Exercise task: Restate the full listing word for word and leave the pictures out.

[Point labeling dataset excerpts]
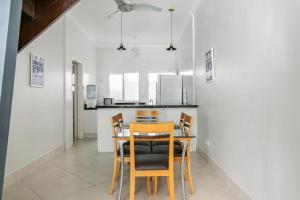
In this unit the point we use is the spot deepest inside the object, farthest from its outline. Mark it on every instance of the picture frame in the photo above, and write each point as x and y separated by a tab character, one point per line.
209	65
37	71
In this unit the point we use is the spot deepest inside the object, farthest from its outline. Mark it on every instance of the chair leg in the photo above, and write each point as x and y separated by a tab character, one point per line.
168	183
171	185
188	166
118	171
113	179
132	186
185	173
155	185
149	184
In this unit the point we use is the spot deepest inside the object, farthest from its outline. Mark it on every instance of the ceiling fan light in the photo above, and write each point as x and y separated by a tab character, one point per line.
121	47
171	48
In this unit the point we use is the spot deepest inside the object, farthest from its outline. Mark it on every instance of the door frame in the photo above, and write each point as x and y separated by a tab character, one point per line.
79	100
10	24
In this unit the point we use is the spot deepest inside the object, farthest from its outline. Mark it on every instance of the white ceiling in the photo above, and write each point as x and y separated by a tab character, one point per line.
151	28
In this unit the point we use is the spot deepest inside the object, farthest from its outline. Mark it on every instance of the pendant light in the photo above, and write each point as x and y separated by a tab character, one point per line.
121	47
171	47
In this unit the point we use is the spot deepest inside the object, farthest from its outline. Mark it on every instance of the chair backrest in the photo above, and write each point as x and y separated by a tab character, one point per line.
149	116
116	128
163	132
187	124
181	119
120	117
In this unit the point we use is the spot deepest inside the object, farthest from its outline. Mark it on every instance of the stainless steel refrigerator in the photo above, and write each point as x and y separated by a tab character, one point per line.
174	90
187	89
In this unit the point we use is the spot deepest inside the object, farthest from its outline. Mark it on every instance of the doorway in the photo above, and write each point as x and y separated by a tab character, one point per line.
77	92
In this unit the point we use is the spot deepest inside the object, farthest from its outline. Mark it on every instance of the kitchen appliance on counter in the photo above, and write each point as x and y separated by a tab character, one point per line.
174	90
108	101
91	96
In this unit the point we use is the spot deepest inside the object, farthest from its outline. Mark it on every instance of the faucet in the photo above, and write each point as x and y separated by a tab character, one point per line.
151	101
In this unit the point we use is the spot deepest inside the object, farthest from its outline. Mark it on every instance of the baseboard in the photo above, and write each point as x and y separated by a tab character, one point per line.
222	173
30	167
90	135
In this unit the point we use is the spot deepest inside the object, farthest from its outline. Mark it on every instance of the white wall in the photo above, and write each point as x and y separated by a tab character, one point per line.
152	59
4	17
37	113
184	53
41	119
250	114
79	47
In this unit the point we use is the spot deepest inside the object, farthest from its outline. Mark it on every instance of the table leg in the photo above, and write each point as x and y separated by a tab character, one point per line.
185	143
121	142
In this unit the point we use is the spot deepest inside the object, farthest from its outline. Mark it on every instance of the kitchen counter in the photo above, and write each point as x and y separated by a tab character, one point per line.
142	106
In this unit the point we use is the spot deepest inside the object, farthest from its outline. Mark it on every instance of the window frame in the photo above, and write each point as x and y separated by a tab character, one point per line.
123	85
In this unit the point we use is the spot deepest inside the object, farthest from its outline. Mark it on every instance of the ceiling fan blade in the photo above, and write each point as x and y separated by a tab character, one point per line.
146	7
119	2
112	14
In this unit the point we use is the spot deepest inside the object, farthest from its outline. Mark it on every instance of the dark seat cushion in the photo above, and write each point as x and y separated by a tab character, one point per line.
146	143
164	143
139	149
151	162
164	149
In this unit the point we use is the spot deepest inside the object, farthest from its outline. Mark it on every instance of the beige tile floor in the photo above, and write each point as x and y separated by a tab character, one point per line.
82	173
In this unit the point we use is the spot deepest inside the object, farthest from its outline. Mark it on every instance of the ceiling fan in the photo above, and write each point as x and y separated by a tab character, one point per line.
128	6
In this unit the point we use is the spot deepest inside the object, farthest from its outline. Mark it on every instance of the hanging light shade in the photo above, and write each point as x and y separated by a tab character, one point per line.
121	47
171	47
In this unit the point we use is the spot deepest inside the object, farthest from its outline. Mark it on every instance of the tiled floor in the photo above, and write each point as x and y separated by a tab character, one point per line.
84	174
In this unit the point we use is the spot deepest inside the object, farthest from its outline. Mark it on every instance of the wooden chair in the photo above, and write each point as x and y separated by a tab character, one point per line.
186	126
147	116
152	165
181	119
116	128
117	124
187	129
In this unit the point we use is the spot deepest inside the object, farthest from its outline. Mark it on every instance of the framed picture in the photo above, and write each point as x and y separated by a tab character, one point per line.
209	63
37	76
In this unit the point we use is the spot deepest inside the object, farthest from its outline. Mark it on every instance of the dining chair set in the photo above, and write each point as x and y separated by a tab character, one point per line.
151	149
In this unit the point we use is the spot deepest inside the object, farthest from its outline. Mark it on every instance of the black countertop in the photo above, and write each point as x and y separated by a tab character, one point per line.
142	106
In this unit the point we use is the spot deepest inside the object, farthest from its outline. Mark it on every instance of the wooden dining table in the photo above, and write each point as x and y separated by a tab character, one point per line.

Exercise output:
In this unit the point we use is the spot deepest inside the object, farthest from its outline. Mark it on every instance of the picture frame in the photo above, and write each point as x and y separated by a tab character, one point per line.
209	65
37	71
In this unit the point we use is the spot deepest inside the object, farthest from its outline. Mark it on every instance of the chair leg in the photo above, and write each point as x and y separated by a tab character, one point per line.
168	183
171	185
188	166
118	171
113	179
132	186
185	173
155	185
149	184
In this unit the point we use is the spot deepest inside the object, farthest from its outline. Mark it on every instance of the ceiling fan light in the photo above, and write each point as x and y separated by a tab character, one point per line.
121	47
171	48
In this unit the point we use is the spot deepest inside the object, farthest from its outline. Mark it on every instance of the door frame in the photo above, and write each point as x and y separated by a tab character, one point per line.
79	100
10	24
In this unit the point we use is the spot deepest inside the object, farthest from its outline. Mark it on every instance of the white ceiling in the photo above, and write each point as x and y separated by a tab character, one point per line.
151	28
In this unit the point we use is the spot deepest inside the object, farthest from its outline. Mark it on every instance of the pendant light in the photo above, and write each point as x and y separated by a tab character, one point per line.
121	47
171	47
In this unit the point we use is the spot deepest inside the object, farthest from its outline. Mark it on every instance of the chair backrest in the photo above, and write each point as x and y separated by a tab character, one point per line.
149	116
116	128
163	132
187	124
181	119
120	117
In this unit the point we use is the spot deepest inside the object, farthest from its outline. Mark it on every instance of the stainless steel refrigerator in the photo above, and write each point as x and y separated by a tab character, one point per line.
174	90
187	89
In this unit the point we use is the spot deepest inside the object, farthest from its outline. Mark it on every instance of the doorway in the photo above, and write each point as x and y separated by a tab character, one point per line.
77	92
In this unit the point we use is the spot deepest inside the object, farthest from its outline. Mark it on every instance of the kitchen appliance on counter in the photo above, and write each point as x and y separated by a tab character, one point per line.
174	90
108	101
91	96
In this unit the point we use is the spot deepest inside the object, farthest from its outline. Mark it on every instance of the faucet in the photo above, and write each point as x and y separated by a tab character, one point per line.
151	101
In this unit the point we use is the spot deepest inside the object, farthest from its outline. Mark it on every instance of the baseboard in the photo above, and write each point as x and y separated by a tab character, one point per line.
222	173
30	167
90	135
In this unit the point we use is the spot deepest inside the object, farthest from its outline. Mark it on every instance of the white wall in the photo above, and write each point as x and y separated by a tab character, one point per line.
152	59
4	17
37	113
184	53
41	119
250	114
79	47
In this unit the point we use is the spot deepest inside the object, farthest from its outline. Mark it on every instance of the table leg in the photo above, and write each point as x and y separated by a tab character, one point per line.
185	143
121	142
In this unit the point we use is the spot deepest inside the object, farthest from its outline. Mark it on every instance of the kitchen counter in the photo above, and write each point as x and y separated by a tab character, one point per line.
142	106
In this unit the point we use is the spot deepest inside the object, farthest from its outline. Mark it on every instance of the window frame in the photo above, and write each point as x and y separated by a tab character, one point per line.
123	85
In this unit the point we use is the spot deepest inside the object, farthest from its outline. Mark it on every instance of the ceiling fan blade in the photo above, and write each point as x and y separated by a tab character, one point per line.
146	7
119	2
112	14
In this unit the point we use is the spot deepest inside the object, farthest from its outline. Mark it on every instance of the dark seat cushion in the photo above, and write each point as x and y separated by a tab character, one point per line.
146	143
164	143
139	149
151	162
164	149
In this unit the point we use is the spot deepest inside the object, farthest from its outline. Mark it on every instance of the beige tile floor in the photo above, and write each point as x and y separated by a tab character, one point per line.
82	173
In this unit the point we use is the spot deepest inside the object, farthest from its outline. Mark it on every instance of the ceiling fan in the photo above, and write each point as x and y separated by a tab character, one point per line.
128	6
In this unit the point we use is the spot deepest inside the object, farthest from its outline. Mark it on every instance of the hanging light shade in the photo above, and write each point as x and y separated by a tab character, one point per line.
121	47
171	47
In this unit the point we use is the spot deepest inside the object, farthest from its outline. Mark it on every instance of the tiled floor in the photo above, and write each point as x and y separated by a tab character, one point per line.
84	174
In this unit the point we use is the spot deepest inside the object, farthest from its outline. Mark it on every instance of the wooden chair in the photo above, and write each point as x and y separated by a tab character, one point per line.
186	126
147	116
152	165
181	119
116	128
117	124
187	129
In this unit the point we use is the spot deepest inside the object, farthest from its outline. Mark it on every instance of the framed picture in the photo above, and write each point as x and y separated by a tab character, one point per line.
209	63
37	76
In this unit the point we use is the spot deepest inside the object, farthest from its outline. Mark it on every instance of the dining chair set in the photo above, and write each point as x and y separated by a tab character, one point per line.
151	149
In this unit the point we use is the spot deepest inside the object, farthest from its outline. Mark it on every instance of the black countertop in the photo above, and write each point as x and y separated by a tab character, one point per line.
142	106
In this unit the point we use is the spot deepest inside the object, farthest from its outline. Mark it on every instance of the wooden dining table in the photo above, and write each point as x and y separated by a tab character, one point per line.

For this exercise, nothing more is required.